Copy every line of the material below, character for character, with nothing altered or left out.

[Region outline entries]

»»

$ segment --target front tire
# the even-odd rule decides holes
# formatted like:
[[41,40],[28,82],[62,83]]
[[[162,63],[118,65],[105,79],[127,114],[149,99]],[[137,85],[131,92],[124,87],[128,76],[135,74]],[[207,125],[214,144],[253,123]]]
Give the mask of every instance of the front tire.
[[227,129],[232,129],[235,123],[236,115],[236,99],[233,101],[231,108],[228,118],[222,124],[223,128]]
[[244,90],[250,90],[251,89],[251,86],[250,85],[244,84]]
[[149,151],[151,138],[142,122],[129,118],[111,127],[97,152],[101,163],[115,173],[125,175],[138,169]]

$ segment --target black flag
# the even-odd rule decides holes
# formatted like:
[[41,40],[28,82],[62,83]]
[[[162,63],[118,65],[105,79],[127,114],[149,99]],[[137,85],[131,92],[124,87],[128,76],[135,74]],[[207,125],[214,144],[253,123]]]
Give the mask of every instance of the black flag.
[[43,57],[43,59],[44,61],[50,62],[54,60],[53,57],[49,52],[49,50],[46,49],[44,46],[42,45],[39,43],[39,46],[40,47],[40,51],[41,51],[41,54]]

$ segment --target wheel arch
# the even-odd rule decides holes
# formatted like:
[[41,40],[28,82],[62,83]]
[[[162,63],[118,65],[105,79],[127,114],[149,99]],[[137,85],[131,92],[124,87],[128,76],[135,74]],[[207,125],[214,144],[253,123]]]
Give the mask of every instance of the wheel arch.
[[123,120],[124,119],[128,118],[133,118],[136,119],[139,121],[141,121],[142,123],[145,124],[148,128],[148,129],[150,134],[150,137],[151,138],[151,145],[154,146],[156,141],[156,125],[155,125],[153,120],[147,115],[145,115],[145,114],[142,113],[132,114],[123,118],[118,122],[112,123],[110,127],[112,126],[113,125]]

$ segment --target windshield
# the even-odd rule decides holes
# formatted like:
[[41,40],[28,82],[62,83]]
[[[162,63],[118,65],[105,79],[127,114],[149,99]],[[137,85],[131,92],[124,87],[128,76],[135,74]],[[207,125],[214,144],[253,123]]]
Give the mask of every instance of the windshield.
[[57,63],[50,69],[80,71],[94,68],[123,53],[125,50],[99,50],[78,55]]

««

- **Exercise answer**
$ segment --target front tire
# the even-odd rule decides holes
# formatted like:
[[41,40],[28,82],[62,83]]
[[[162,63],[118,65],[105,79],[127,114],[149,99]],[[137,85],[131,92],[124,87],[128,76],[135,74]],[[207,125],[214,144],[253,123]]]
Give the mask of every instance of the front tire.
[[227,129],[232,129],[235,123],[236,115],[236,99],[233,101],[231,108],[228,118],[222,124],[223,128]]
[[244,90],[250,90],[251,89],[251,86],[250,85],[244,84]]
[[149,151],[151,138],[142,122],[129,118],[111,127],[97,152],[101,163],[115,173],[125,175],[138,169]]

$ segment --target black flag
# the even-odd rule decides holes
# formatted like:
[[41,40],[28,82],[62,83]]
[[[162,63],[118,65],[105,79],[127,114],[149,99]],[[137,85],[131,92],[124,87],[128,76],[135,74]],[[207,125],[214,144],[253,123]]]
Give the mask of every instance of the black flag.
[[43,57],[43,59],[44,61],[50,62],[54,60],[53,57],[49,52],[49,50],[46,49],[44,46],[42,45],[39,43],[39,46],[40,47],[40,51],[41,51],[41,54]]

$ segment --target wheel arch
# the even-odd rule decides holes
# formatted like:
[[41,40],[28,82],[62,83]]
[[[162,63],[118,65],[105,79],[127,114],[149,99]],[[137,85],[131,92],[124,87],[128,76],[135,74]],[[207,125],[214,144],[253,123]]]
Give the mask of every instance of the wheel arch.
[[123,120],[124,119],[128,118],[133,118],[136,119],[139,121],[141,121],[142,123],[145,124],[148,128],[148,129],[150,134],[150,137],[151,138],[151,145],[154,146],[156,141],[156,125],[155,125],[153,120],[147,115],[145,115],[145,114],[142,113],[132,114],[123,118],[118,122],[112,123],[110,127],[112,126],[113,125]]

$ segment --target windshield
# the even-odd rule decides holes
# formatted like:
[[41,40],[28,82],[62,83]]
[[[162,63],[118,65],[105,79],[127,114],[149,99]],[[137,85],[131,92],[124,87],[128,76],[135,74]],[[207,125],[214,144],[253,123]]]
Give the mask of every instance of the windshield.
[[57,63],[50,69],[80,71],[94,68],[123,53],[125,50],[99,50],[78,55]]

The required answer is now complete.